* [課題の内容] 東アジアの歴史教材をめぐる記事の一部を、「シンポ」を「シンポジウム」に改めて書き直してください。「東アジアの近現代史を、「日中」という語句を含む所から始め、「ある礼節と似た意味だという。」の後で終えてください。

* [文書の抜粋]
東アジアの近現代史を、「日中韓3国共通歴史教材委員会」がまとめた『未来をひらく歴史』は昨年
5月、三つの言語で出版された。日本で7万部(高文研から刊行)、韓国では4万部の発行。この種
の硬い本としては、ベストセラーだ。中国は海賊版が多いことで知られるが、正規版は5回増刷し、
11万部が出た。
中国側委員として、02年の開始時から編集に参加してきた。
「戦争をどう描くかなどをめぐっては激しい議論もあった。だが、いがみあわなくていい歴史像を、
どの国でも待ち望んでいる人の多いことがよく分かったのではないか」と総括する。
教育学者の立場から東アジアの相互理解を深めたいと「東アジア教育文化学会」を組織し、代表
を務める。日中韓3国の持ち回りで、歴史認識を主要課題にシンポを開いてきたが、「違いの大きさ
を実感している」という。例えば「平和」。日本では平和憲法とも、平和維持軍とも使うが、中国では
「大同」、つまり飢える人のいない平等社会、衣食足りた先にある礼節と似た意味だという。
「武力による平和はありえないのです」
≪つづく≫
722文責・名無しさん:2006/04/10(月) 19:33:41 ID:eN8urnUP
>>721つづき

日本と中国の違いは、長年の日本での生活で痛感してきた。来日したばかりの20年ほど前には、
「どうしてもぬぐえない違和感があった」という。
あの悲惨な戦争は日本の一部の軍国主義者の仕業であり、戦争に駆り出された兵士たちを含め、
大多数の日本人は中国人民と同じ被害者だと教えられてきた。だが、その「共通の被害者」が目を
こらしても日本で見つからなかったというのだ。

* [データ一覧]
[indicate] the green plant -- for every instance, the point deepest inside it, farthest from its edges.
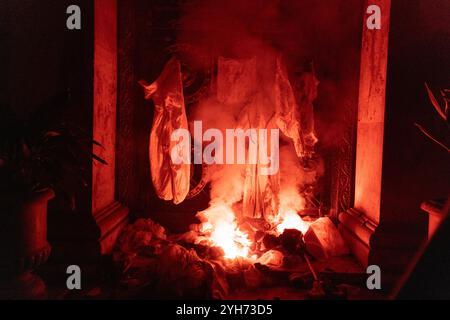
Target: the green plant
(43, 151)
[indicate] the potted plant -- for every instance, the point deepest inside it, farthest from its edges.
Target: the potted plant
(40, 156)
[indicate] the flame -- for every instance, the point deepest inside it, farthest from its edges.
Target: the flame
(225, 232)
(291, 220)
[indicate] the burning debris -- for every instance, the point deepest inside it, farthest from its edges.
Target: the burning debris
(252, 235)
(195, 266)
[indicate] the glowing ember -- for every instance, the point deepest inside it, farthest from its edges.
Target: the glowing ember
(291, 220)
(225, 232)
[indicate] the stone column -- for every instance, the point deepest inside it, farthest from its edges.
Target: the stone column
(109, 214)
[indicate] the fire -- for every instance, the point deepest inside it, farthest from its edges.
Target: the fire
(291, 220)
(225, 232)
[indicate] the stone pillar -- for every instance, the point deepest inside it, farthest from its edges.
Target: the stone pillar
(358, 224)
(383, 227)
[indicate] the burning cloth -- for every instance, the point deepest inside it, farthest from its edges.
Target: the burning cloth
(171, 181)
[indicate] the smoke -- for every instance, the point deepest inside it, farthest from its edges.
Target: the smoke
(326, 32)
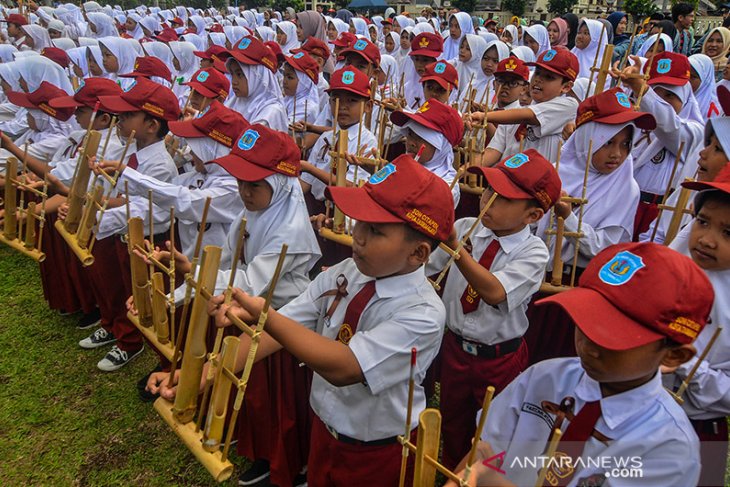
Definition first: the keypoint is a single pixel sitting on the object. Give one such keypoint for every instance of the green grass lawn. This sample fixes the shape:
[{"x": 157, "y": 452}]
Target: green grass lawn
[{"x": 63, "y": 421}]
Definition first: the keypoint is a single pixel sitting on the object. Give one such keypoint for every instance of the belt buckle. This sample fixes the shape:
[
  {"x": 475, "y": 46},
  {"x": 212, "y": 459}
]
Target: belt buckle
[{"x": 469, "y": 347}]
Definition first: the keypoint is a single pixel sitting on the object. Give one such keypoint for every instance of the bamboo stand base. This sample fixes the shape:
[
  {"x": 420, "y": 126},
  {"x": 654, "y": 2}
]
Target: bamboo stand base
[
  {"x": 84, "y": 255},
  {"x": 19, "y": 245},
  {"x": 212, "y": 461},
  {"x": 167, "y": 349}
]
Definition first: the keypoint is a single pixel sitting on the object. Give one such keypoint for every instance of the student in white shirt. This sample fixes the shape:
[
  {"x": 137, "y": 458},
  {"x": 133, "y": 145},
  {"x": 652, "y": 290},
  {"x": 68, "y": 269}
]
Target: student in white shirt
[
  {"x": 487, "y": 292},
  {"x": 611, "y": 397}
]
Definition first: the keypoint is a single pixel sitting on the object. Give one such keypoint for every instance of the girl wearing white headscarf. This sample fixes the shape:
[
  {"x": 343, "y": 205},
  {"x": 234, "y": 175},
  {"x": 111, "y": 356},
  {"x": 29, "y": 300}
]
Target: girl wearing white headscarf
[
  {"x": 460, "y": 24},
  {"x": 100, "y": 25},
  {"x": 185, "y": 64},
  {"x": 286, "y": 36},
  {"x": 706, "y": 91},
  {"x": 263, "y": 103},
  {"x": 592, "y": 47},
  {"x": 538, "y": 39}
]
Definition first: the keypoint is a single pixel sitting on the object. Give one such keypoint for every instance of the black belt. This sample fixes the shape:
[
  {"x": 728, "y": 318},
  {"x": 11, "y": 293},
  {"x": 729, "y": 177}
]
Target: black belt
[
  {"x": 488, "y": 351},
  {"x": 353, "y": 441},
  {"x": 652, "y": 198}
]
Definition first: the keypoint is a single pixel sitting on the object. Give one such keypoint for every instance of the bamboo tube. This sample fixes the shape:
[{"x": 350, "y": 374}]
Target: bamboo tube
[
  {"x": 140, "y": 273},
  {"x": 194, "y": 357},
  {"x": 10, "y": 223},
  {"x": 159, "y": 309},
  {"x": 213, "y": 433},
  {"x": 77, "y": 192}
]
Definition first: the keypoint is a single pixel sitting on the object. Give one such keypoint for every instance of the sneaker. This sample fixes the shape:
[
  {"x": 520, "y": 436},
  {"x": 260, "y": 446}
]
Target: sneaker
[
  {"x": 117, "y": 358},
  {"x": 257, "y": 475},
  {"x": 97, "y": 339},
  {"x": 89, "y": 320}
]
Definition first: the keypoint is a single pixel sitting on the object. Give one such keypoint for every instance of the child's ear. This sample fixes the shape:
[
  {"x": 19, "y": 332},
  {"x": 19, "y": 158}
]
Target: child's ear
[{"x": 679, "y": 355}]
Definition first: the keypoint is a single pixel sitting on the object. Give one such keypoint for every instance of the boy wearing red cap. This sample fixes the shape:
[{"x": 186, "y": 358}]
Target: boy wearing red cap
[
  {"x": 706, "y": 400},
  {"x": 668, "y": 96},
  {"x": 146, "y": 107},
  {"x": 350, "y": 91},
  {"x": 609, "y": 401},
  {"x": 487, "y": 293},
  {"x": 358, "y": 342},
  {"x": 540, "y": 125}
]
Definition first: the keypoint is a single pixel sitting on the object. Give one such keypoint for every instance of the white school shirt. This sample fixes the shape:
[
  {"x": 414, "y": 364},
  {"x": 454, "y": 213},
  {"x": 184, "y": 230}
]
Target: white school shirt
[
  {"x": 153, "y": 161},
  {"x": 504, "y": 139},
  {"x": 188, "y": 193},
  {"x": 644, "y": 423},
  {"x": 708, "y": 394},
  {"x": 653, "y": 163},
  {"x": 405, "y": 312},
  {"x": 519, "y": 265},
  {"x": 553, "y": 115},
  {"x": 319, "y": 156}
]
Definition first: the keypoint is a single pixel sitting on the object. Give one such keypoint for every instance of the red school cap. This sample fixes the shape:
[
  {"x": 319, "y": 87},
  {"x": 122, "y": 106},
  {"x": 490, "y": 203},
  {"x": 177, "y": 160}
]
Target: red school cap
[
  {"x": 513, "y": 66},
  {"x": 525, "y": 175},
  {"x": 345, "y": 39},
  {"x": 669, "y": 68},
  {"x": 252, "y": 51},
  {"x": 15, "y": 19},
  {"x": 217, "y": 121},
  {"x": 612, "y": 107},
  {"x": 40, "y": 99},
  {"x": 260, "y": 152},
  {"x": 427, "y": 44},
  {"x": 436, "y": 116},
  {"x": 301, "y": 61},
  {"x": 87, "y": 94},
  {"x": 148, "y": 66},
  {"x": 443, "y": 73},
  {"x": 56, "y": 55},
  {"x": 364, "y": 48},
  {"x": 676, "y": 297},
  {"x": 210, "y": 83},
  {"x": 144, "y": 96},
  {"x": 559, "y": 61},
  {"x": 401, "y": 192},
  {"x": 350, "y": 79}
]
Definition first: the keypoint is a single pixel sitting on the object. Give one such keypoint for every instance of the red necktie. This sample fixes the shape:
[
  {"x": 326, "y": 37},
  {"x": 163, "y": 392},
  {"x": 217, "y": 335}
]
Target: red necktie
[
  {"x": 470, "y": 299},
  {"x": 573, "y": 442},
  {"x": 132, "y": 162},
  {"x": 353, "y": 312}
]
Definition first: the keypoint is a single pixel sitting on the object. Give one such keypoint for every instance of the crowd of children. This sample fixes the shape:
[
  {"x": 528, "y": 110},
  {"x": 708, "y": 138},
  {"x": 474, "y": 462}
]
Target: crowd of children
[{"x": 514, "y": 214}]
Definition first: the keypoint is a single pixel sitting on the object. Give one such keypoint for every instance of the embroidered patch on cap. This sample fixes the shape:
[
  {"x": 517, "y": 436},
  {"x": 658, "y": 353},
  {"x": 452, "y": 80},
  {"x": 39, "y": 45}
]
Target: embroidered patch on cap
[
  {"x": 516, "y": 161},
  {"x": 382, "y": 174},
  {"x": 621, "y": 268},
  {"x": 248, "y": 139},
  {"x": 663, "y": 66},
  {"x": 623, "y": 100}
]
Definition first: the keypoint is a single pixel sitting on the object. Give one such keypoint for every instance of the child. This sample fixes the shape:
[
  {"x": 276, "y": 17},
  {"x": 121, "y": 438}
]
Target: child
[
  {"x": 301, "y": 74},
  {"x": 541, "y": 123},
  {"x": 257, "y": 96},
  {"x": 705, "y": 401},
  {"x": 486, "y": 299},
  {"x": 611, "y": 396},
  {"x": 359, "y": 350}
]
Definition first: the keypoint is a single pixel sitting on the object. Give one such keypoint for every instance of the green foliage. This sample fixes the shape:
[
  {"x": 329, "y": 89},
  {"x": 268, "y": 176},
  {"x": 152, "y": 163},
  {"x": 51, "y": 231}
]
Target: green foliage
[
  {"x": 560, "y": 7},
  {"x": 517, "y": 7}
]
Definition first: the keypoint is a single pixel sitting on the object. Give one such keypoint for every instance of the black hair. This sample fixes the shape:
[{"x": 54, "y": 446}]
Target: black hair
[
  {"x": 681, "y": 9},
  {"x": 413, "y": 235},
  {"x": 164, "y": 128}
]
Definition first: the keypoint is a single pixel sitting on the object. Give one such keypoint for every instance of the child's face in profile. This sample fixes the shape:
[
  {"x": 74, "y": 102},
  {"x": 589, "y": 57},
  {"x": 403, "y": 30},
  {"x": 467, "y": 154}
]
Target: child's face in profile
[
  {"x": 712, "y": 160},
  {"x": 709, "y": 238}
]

* [完成した解答]
東アジアの近現代史を、「日中韓3国共通歴史教材委員会」がまとめた『未来をひらく歴史』は昨年
5月、三つの言語で出版された。日本で7万部(高文研から刊行)、韓国では4万部の発行。この種
の硬い本としては、ベストセラーだ。中国は海賊版が多いことで知られるが、正規版は5回増刷し、
11万部が出た。
中国側委員として、02年の開始時から編集に参加してきた。
「戦争をどう描くかなどをめぐっては激しい議論もあった。だが、いがみあわなくていい歴史像を、
どの国でも待ち望んでいる人の多いことがよく分かったのではないか」と総括する。
教育学者の立場から東アジアの相互理解を深めたいと「東アジア教育文化学会」を組織し、代表
を務める。日中韓3国の持ち回りで、歴史認識を主要課題にシンポジウムを開いてきたが、「違いの大きさ
を実感している」という。例えば「平和」。日本では平和憲法とも、平和維持軍とも使うが、中国では
「大同」、つまり飢える人のいない平等社会、衣食足りた先にある礼節と似た意味だという。